PROBLEM DESCRIPTION:
Put the records below into a two-column CSV with the headers request and answer. Give one row per request, with its text and its answer each in a single quoted field and line breaks turned into spaces, and leave the pictures out.

Excerpt from a dataset
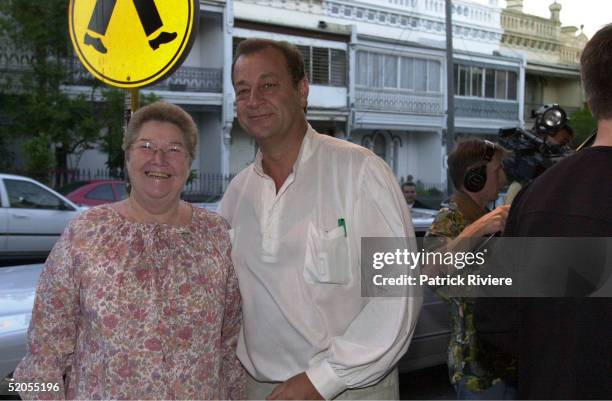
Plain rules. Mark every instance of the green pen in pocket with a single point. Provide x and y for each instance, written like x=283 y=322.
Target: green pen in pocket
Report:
x=342 y=223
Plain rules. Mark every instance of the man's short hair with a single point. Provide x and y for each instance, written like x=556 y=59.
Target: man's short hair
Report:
x=293 y=57
x=468 y=153
x=595 y=64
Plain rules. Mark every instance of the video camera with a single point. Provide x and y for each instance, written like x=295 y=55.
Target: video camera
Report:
x=532 y=154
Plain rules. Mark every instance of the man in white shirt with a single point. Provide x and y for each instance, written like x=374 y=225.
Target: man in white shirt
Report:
x=298 y=214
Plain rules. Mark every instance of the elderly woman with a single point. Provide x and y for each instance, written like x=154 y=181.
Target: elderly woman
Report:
x=139 y=299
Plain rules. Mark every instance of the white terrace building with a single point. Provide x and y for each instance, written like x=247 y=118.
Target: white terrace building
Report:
x=378 y=74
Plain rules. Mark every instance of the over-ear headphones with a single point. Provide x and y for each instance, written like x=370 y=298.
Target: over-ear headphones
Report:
x=476 y=177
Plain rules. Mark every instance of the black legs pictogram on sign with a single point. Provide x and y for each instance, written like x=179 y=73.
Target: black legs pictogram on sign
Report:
x=147 y=13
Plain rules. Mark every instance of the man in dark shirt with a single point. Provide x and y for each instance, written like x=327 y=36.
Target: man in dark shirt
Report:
x=563 y=345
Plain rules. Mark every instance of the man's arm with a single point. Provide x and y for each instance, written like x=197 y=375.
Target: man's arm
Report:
x=379 y=335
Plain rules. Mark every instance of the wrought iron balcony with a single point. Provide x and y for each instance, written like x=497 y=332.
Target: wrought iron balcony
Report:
x=184 y=79
x=398 y=101
x=488 y=109
x=193 y=79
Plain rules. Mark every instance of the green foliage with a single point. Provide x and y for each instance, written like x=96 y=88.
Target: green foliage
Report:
x=583 y=123
x=35 y=105
x=40 y=157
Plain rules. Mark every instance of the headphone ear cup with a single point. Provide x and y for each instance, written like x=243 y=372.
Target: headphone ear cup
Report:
x=475 y=179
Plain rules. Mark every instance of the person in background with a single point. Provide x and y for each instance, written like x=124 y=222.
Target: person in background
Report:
x=298 y=214
x=476 y=172
x=139 y=299
x=409 y=191
x=563 y=344
x=562 y=137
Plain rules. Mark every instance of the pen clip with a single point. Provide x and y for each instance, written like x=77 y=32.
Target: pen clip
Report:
x=342 y=223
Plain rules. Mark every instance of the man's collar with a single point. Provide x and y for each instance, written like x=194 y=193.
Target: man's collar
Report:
x=307 y=148
x=471 y=210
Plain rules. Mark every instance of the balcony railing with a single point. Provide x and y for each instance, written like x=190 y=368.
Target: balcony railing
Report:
x=487 y=109
x=185 y=79
x=393 y=100
x=193 y=79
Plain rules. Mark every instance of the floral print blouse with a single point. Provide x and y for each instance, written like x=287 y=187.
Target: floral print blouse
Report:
x=132 y=310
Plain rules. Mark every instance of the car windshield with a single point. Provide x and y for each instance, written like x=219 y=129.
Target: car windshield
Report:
x=66 y=189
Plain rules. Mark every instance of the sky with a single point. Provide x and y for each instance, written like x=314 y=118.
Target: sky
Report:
x=592 y=13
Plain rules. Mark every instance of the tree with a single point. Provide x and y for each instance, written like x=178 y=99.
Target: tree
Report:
x=34 y=102
x=583 y=123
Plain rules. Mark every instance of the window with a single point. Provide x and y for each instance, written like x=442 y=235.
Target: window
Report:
x=407 y=73
x=500 y=84
x=380 y=147
x=485 y=82
x=390 y=71
x=398 y=72
x=324 y=66
x=490 y=83
x=420 y=75
x=27 y=195
x=101 y=192
x=476 y=78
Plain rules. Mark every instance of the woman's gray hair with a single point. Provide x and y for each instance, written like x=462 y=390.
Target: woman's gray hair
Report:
x=164 y=112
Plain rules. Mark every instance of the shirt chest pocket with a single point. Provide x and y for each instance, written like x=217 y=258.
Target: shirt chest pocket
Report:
x=327 y=258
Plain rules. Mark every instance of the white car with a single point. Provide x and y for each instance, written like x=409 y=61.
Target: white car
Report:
x=18 y=288
x=32 y=217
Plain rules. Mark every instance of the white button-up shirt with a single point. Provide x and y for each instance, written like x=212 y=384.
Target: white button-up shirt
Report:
x=299 y=268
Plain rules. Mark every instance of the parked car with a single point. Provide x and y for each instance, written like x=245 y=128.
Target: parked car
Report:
x=18 y=287
x=98 y=192
x=32 y=217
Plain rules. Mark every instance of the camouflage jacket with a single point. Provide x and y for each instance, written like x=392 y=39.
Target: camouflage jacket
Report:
x=467 y=357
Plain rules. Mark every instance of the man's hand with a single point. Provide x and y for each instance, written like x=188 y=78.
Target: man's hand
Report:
x=298 y=387
x=493 y=221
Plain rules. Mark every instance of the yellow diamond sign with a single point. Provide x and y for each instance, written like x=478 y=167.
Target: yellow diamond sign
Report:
x=132 y=43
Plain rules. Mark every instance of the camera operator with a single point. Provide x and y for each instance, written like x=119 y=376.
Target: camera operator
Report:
x=475 y=167
x=561 y=137
x=563 y=344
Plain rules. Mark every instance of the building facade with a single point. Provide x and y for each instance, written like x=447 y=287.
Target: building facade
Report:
x=394 y=97
x=552 y=54
x=378 y=75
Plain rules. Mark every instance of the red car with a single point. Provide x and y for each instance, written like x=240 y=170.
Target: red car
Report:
x=98 y=192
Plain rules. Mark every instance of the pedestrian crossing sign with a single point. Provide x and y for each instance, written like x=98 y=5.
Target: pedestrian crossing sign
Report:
x=132 y=43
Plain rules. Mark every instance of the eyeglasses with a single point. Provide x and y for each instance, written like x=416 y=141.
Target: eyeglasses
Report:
x=171 y=150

ANSWER TO THE TASK:
request,answer
"Plain rules. Mark every instance of the green pen in pocket with a single point. Provide x and y for each instance, written like x=283 y=322. Target: green pen in pocket Report:","x=342 y=223"
"Plain rules. Mark every instance of the man's short hair with a single point. Provide x and y for each instance, written like x=556 y=59. Target: man's short hair Report:","x=293 y=57 x=468 y=153 x=595 y=64"
"Plain rules. Mark every instance of the video camera with a single point. Provide x and y for each instance, written like x=295 y=55. Target: video camera Report:","x=532 y=154"
"Plain rules. Mark every instance of the man in white shirt with a single point. Provide x and y for each instance, written like x=374 y=225. Target: man in white shirt Report:","x=298 y=214"
"Plain rules. Mark every instance of the elderly woman with a single point. Provide x and y for each instance, written like x=154 y=181. Target: elderly woman Report:","x=139 y=299"
"Plain rules. Mark every instance of the white terrace building with a single point. Provide x and y for each instance, written like x=247 y=118. Target: white terrace building Report:","x=378 y=74"
"Plain rules. Mark every instance of the over-ear headphones with a single point. Provide x and y for each instance, written like x=370 y=298. Target: over-ear headphones Report:","x=476 y=177"
"Plain rules. Mark every instance of the black legs pictogram on sign with a single point. Provide x and y for each instance, written like x=179 y=73. Target: black legs pictogram on sign Report:","x=147 y=13"
"Plain rules. Mark every instance of the man in dark shirt with a single point. Provide x and y for each instance, written like x=327 y=36. Target: man in dark shirt Report:","x=563 y=345"
"Plain rules. Mark every instance of the man's arm with a single point. Provide x and y for each instance, written like x=197 y=375. Target: man's arm Report:","x=379 y=335"
"Plain rules. Mark every instance of the wrought iron balcony with a single point. Provide x and y for each instance, written like x=497 y=332. Target: wrought iron balcony Report:","x=184 y=79 x=398 y=101 x=488 y=109 x=193 y=79"
"Plain rules. Mark every instance of the green foliage with a single point. Provide x and y for each instance, written like x=96 y=88. Target: green foliage Report:","x=583 y=123 x=35 y=105 x=40 y=157"
"Plain rules. Mark every instance of the headphone ear cup with a single point. Provide x and y for each instance, written like x=243 y=372. Target: headphone ear cup Report:","x=475 y=179"
"Plain rules. Mark every instance of the person in background with a single point. Provide x and y for each instance, written like x=124 y=222. Target: person in background Report:","x=298 y=214 x=476 y=172 x=139 y=299 x=409 y=191 x=563 y=344 x=562 y=137"
"Plain rules. Mark every instance of the pen clip with a single point. Provide x and y for each instance, written like x=77 y=32. Target: pen clip Report:","x=342 y=223"
"Plain rules. Mark every instance of the man's collar with a single point. Provide x and y for each instance, written like x=194 y=193. Target: man's collar Report:","x=307 y=148 x=471 y=210"
"Plain rules. Mark every instance of the balcony railing with a single point. Provide x and y for each instance, written like x=190 y=368. Target: balcony railing Report:","x=487 y=109 x=185 y=79 x=393 y=100 x=193 y=79"
"Plain rules. Mark every instance of the floral print blouse with a single point. Provide x and y for each instance, written like x=287 y=187. Target: floral print blouse Report:","x=132 y=310"
"Plain rules. Mark every instance of the car windshield with a single point. Provide x and y for each instance, written like x=219 y=129. Target: car windshield Report:","x=66 y=189"
"Plain rules. Mark every instance of the sky with a single point. Provide x and y for each instance, written like x=314 y=118. Target: sky Report:","x=592 y=13"
"Plain rules. Mark every instance of the tree with a single point. Provide x and y for each instance, written like x=178 y=99. Target: tree Report:","x=34 y=102 x=583 y=123"
"Plain rules. Mark every instance of the window with a single point. Provide x and y for each instance, written like x=442 y=235. Target: window Report:","x=407 y=73 x=500 y=84 x=380 y=147 x=485 y=82 x=390 y=71 x=398 y=72 x=324 y=66 x=490 y=83 x=420 y=75 x=27 y=195 x=101 y=192 x=476 y=78"
"Plain rules. Mark every instance of the woman's gray hair with a single point. Provide x and y for each instance, written like x=462 y=390. Target: woman's gray hair Report:","x=164 y=112"
"Plain rules. Mark every instance of the shirt chest pocket with a single point. Provide x and y for each instance, written like x=217 y=258. Target: shirt chest pocket Report:","x=327 y=258"
"Plain rules. Mark every instance of the white car with a single point. Provide x and y for each instance, written like x=409 y=61. Target: white car Report:","x=18 y=288 x=32 y=217"
"Plain rules. Mark every instance of the white button-up shirt with a single point. Provide x and y for each instance, written like x=212 y=384. Target: white button-up shirt Report:","x=299 y=268"
"Plain rules. Mark every instance of the parked car with a single point. Provide x and y for each instance, written like x=245 y=128. Target: parked car Report:","x=18 y=287 x=98 y=192 x=32 y=217"
"Plain rules. Mark every instance of the camouflage jacket with a single point. Provide x and y for each instance, written like x=392 y=39. Target: camouflage jacket Report:","x=467 y=357"
"Plain rules. Mark every instance of the man's hand with a single point. Provide x and y for each instance, written like x=188 y=78. Target: man's hand Report:","x=298 y=387 x=493 y=221"
"Plain rules. Mark every instance of the yellow diamond sign with a single point. Provide x and y for each instance, written like x=478 y=167. Target: yellow diamond sign Report:","x=132 y=43"
"Plain rules. Mark every instance of the camera operator with a single point. Provide x and y for each instance, written like x=119 y=376. Target: camera operator Report:","x=475 y=167 x=561 y=137 x=563 y=344"
"Plain rules. Mark every instance of the building facade with a single point. Provide x and y for each instance, written like x=447 y=287. Target: building facade Report:","x=394 y=97 x=552 y=54 x=378 y=75"
"Plain rules. Mark every instance of the red car with a single point. Provide x and y for each instance, written like x=240 y=170. Target: red car Report:","x=98 y=192"
"Plain rules. Mark every instance of the pedestrian crossing sign with a single point. Provide x and y for each instance, written like x=98 y=5. Target: pedestrian crossing sign Report:","x=132 y=43"
"Plain rules. Mark every instance of the eyeglasses with a single point. Provide x and y for each instance, written like x=416 y=141. Target: eyeglasses Report:","x=171 y=150"